INPUT ▸
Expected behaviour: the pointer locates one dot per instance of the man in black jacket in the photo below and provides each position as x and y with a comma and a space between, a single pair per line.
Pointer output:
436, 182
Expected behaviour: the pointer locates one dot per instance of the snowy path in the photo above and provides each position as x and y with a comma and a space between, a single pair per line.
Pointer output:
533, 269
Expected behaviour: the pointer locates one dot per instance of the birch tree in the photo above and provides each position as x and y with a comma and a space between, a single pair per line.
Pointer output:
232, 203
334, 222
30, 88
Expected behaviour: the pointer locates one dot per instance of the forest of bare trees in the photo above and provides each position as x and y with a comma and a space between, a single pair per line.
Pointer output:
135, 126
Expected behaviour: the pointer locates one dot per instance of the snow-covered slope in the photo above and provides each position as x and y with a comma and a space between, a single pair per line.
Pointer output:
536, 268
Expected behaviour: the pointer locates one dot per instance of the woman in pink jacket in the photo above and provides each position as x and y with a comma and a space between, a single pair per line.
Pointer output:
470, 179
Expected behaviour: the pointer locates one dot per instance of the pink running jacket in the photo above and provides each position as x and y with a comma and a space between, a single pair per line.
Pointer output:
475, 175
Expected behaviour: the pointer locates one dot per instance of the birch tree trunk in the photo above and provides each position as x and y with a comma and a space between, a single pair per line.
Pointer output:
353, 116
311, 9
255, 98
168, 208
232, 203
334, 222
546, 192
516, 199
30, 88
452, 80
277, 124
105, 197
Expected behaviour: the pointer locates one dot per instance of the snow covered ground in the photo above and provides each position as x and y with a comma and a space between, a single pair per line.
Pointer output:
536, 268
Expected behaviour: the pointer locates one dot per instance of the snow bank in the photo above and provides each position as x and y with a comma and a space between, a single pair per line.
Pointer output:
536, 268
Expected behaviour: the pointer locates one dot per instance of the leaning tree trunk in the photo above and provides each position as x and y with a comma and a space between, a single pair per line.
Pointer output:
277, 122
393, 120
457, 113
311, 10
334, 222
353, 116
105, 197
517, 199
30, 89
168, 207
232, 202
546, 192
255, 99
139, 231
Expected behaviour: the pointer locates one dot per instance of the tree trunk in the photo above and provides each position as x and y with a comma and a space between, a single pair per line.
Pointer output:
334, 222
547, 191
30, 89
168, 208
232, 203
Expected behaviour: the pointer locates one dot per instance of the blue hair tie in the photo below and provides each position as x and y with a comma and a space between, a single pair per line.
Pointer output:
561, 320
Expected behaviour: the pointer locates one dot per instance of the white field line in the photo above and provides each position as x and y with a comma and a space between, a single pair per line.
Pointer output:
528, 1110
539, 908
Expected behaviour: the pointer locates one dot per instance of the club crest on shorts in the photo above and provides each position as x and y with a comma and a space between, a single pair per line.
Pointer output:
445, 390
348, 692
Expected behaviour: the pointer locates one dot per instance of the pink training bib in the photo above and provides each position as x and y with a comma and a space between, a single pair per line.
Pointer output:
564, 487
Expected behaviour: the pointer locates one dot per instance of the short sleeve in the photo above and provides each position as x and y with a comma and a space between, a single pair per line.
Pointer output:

WHAT IS EXPECTED ▸ Reproduce every entry, word for word.

TASK RESPONSE ▸
Expected behaviour: the pointer locates one dot per instance of the man in black jacket in the photo below and provides each position as x and y with a comma and a space between, a single pair per line.
Pointer output:
436, 182
Expected behaviour: the pointer locates one dot per instance of the snowy path in the photo above and provides each position as x and y with a comma and a space between, a single pair per line.
Pointer output:
533, 269
Expected behaviour: the pointer locates one dot per instance of the birch tree in the photo above and provides each position as x and y with a comma and a space between, a single pair per line.
Pointer output:
232, 203
334, 222
30, 88
Expected behaviour: the pointer locates one dot per instance of the forest of bare trees in the photo above and provides each position as x and y with a comma and a space between, a single pair per line.
Pointer output:
135, 126
Expected behaviour: the pointer locates one dot per instance of the snow-covered slope in the photo above and provides each position as x and y with a comma and a space between, a single pair per line.
Pointer output:
536, 268
Expected behaviour: the pointer locates one dot per instance of the woman in pink jacket in the photo above and provides each position as x and y with a comma and a space between, a single pair per line.
Pointer output:
470, 179
Expected behaviour: the pointer locates one dot per instance of the pink running jacket in the photo above and provides each position as x and y with a comma and a space between, a single pair per line.
Pointer output:
475, 175
Expected behaviour: the pointer locates one dot per instance of the birch tree trunk in the photo above and provides each position as x and y with a comma and a space between, a single pair per line.
Pointer output:
353, 116
311, 9
255, 98
168, 208
232, 203
334, 222
546, 192
516, 199
30, 88
452, 80
277, 124
105, 197
Expected behaviour: the pointer locates one dot per instance of the snow covered ground in the photo above and provides each position as x and y with a comma and a space between, a single pair per line.
Pointer output:
536, 268
Expected behaviour: the pointer locates one dot per instance of the snow bank in the photo above and provides each position as x and y with a comma and a space between, a single pair per line.
Pointer output:
536, 268
Expected behaviour: the pointer locates one dot per instance of the leaning tree trunk in the photo above and provides each position as x and y with a comma and a space between, a single pair per line.
Pointer output:
277, 122
393, 120
457, 113
311, 10
334, 222
353, 116
105, 197
517, 199
30, 89
168, 207
232, 202
546, 192
255, 99
139, 231
Expected behaviour: the pointer locates one dot per instance of the tree trunk in the photo above and provides each position as x and y with a comma and a space between, a single pair per line.
Pointer output:
334, 222
547, 191
30, 89
168, 208
232, 203
Expected behaviour: the pointer locates one dot per instance of the blue hair tie in the photo below and provides each position as x and y with a comma and a space between, a single pair per line.
Pointer output:
561, 320
Expected behaviour: the pointer locates one dot per instance of the white field line in the photo above and provides each position as x and y with a comma and a space between, a single pair per line.
Pointer output:
528, 1110
539, 908
Expected behaviour: the pointer locates one dot per instance of the club crest on shorts in the photo above and provides each position as x and y with a comma and a space between, a single pair per line.
Pointer output:
445, 390
348, 692
Expected behaviour: the pointer locates one dot per instance of the pink training bib in the photo above and provides each position as x and y with a comma and a space between, a single pair per line.
Pointer output:
564, 487
Expected behaviour: the pointer locates one dot per instance of the short sleeve in the photo above and provides each position as x and y with a comma and a space between, a single pair per line.
Pointer output:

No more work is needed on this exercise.